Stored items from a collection

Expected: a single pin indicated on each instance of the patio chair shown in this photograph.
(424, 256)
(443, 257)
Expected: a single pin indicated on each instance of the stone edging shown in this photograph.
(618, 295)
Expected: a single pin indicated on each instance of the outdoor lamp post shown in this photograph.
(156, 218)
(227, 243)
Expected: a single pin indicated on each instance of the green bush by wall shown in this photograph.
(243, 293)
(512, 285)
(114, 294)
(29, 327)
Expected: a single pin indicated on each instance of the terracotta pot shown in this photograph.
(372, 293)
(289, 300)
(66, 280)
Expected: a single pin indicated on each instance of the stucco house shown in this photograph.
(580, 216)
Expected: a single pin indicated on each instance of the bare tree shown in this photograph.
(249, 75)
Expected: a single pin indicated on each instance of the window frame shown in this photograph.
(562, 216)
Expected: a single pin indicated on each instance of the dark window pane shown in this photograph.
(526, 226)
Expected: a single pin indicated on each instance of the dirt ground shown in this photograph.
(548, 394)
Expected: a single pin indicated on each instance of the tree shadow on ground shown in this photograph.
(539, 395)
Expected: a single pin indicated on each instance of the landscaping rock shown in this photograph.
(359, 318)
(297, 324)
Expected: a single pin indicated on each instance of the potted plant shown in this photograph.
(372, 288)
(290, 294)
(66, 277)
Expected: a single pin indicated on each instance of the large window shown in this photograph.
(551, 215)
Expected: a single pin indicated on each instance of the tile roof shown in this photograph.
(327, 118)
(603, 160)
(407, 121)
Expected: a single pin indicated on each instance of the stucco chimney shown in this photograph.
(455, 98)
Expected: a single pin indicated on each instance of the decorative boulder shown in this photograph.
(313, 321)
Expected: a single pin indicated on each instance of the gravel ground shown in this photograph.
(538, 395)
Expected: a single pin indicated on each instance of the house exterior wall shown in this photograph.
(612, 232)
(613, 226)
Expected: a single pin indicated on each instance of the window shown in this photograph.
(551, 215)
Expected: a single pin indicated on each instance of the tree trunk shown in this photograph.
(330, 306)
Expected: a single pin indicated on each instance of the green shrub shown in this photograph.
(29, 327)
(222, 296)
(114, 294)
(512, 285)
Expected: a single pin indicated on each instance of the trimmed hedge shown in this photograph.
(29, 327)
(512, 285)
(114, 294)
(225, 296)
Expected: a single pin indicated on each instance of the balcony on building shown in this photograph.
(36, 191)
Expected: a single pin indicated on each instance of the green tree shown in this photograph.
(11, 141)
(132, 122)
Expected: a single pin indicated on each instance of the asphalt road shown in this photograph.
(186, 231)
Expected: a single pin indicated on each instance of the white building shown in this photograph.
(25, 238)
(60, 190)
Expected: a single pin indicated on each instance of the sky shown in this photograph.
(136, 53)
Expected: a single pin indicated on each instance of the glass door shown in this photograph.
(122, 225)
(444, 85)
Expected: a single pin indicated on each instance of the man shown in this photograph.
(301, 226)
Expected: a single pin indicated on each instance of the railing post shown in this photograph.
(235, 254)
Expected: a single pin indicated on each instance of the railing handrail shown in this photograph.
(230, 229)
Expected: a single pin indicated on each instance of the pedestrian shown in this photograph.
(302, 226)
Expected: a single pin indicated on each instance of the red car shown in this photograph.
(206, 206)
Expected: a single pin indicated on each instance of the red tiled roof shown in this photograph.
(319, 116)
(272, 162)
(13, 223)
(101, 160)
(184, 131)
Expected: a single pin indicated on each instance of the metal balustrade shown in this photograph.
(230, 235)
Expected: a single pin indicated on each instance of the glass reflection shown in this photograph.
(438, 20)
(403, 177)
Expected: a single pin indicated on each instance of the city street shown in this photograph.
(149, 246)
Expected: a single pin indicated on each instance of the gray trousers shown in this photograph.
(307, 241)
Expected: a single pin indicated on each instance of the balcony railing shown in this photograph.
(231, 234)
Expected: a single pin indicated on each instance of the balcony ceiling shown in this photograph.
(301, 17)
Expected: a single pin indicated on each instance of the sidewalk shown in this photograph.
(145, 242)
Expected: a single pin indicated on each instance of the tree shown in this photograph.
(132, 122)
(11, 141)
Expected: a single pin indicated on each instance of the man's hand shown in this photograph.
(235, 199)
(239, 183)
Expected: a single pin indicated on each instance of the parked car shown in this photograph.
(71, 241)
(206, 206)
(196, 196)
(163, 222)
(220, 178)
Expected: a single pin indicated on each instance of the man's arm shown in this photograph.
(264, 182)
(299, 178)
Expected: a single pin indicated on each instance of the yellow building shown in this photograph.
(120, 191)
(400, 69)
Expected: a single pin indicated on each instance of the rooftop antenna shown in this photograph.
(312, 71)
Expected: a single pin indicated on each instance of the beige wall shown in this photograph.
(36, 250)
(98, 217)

WHAT TO WORK ON
All of the data above should be reproduced verbatim.

ANSWER
Expected: a single pin indicated on each instance of the patio chair shown in this photograph.
(424, 256)
(443, 257)
Expected: a single pin indicated on each instance of the stone edging shown in this photograph.
(618, 295)
Expected: a single pin indicated on each instance of the outdoor lamp post shown in this photograph.
(156, 218)
(227, 243)
Expected: a single pin indicated on each instance of the green bush by wall shown in this photograph.
(243, 293)
(512, 285)
(114, 294)
(29, 327)
Expected: a single pin indicated on each instance of the terracotta pot shown in this photograph.
(372, 293)
(289, 300)
(66, 280)
Expected: a single pin indicated on each instance of the stucco house shown in this photograph.
(580, 216)
Expected: a single pin indicated on each instance of the bare tree shown in this photograph.
(249, 75)
Expected: a single pin indicated on each instance of the window frame shown in this photograph.
(562, 216)
Expected: a single pin indicated on each instance of the dark window pane shown in this photograph.
(526, 226)
Expected: a single pin indicated on each instance of the dirt ground shown in this photograph.
(548, 394)
Expected: a single pin indicated on each instance of the tree shadow on ground shown in this photograph.
(539, 395)
Expected: a single pin indicated on each instance of the landscaping rock shown in this photograph.
(359, 318)
(297, 324)
Expected: a single pin indicated on each instance of the potted plant shown in this photograph.
(372, 288)
(290, 294)
(66, 277)
Expected: a single pin indicated on each instance of the large window shown in this photograph.
(551, 215)
Expected: a single pin indicated on each instance of the tile roof shown in this photograph.
(327, 118)
(603, 160)
(407, 121)
Expected: a single pin indicated on each instance of the stucco chimney shown in this photograph.
(455, 98)
Expected: a single pin indicated on each instance of the decorative boulder shown in this photograph.
(313, 321)
Expected: a single pin indicated on each instance of the gravel ground shown in this photograph.
(538, 395)
Expected: a single pin indicated on each instance of the house exterior wall shown in this photograph.
(612, 232)
(613, 226)
Expected: a single pin indicated on each instance of the window shown in this photograph.
(551, 215)
Expected: a single pin indicated on each instance of the tree trunk shown in this photograph.
(330, 306)
Expected: a single pin indicated on each instance of the green shrub shown in this photograph.
(29, 327)
(222, 296)
(114, 294)
(512, 285)
Expected: a single pin indicated on each instance of the trimmed hedge shown in this photograph.
(29, 327)
(512, 285)
(114, 294)
(225, 296)
Expected: a single pin indicated on each instance of the balcony on building shown in this photograph.
(36, 191)
Expected: a single pin indicated on each instance of the green tree shown in this photograph.
(11, 141)
(132, 122)
Expected: a single pin indicated on each instance of the asphalt road shown in this photograph.
(186, 231)
Expected: a single pin indicated on each instance of the white building shown in this photograph.
(25, 238)
(60, 190)
Expected: a single pin indicated on each instance of the sky shown in this photograph.
(136, 53)
Expected: a single pin indicated on each instance of the glass door shown in this photograph.
(122, 225)
(444, 85)
Expected: a single pin indicated on each instance of the man shown in this photograph.
(301, 226)
Expected: a single pin indicated on each instance of the railing post shown in this photograph.
(235, 254)
Expected: a single pin indicated on each instance of the railing handrail shown in this photograph.
(230, 229)
Expected: a single pin indicated on each instance of the pedestrian shown in this photograph.
(302, 226)
Expected: a single pin indicated on each instance of the red car shown in this photograph.
(206, 206)
Expected: a single pin indicated on each instance of the red tiled roof shown in this photograph.
(319, 116)
(272, 162)
(13, 223)
(101, 160)
(184, 131)
Expected: a single pin indicated on each instance of the metal balustrade shown in this photograph.
(230, 235)
Expected: a single pin indicated on each instance of the glass reflection shown in this photograph.
(438, 20)
(403, 177)
Expected: a single pin indicated on each instance of the city street shown in this photograph.
(149, 246)
Expected: a single pin indicated on each instance of the gray trousers shown in this photograph.
(307, 241)
Expected: a single pin indicated on each instance of the balcony railing shown in this photograph.
(231, 234)
Expected: a single pin indicated on each instance of the balcony ceiling shown in this photograph.
(301, 17)
Expected: a single pin indicated on each instance of the sidewalk shown in this photograph.
(145, 242)
Expected: a single pin indicated on each instance of the tree shown in this photograph.
(132, 122)
(11, 141)
Expected: a single pin indicated on each instance of the man's hand shown in this photograph.
(235, 199)
(239, 183)
Expected: a single pin indicated on each instance of the parked car shown in this photograph.
(71, 241)
(206, 206)
(196, 196)
(163, 222)
(220, 178)
Expected: a single pin indicated on each instance of the man's arm shown in this photograph.
(264, 182)
(299, 178)
Expected: a single pin indicated on each instance of the yellow building shown in this photograph.
(120, 191)
(400, 69)
Expected: a single pin indicated on each instance of the rooftop antenna shown in this photograph.
(312, 71)
Expected: a single pin indicated on each instance of the beige wall shown in this photograph.
(36, 250)
(98, 217)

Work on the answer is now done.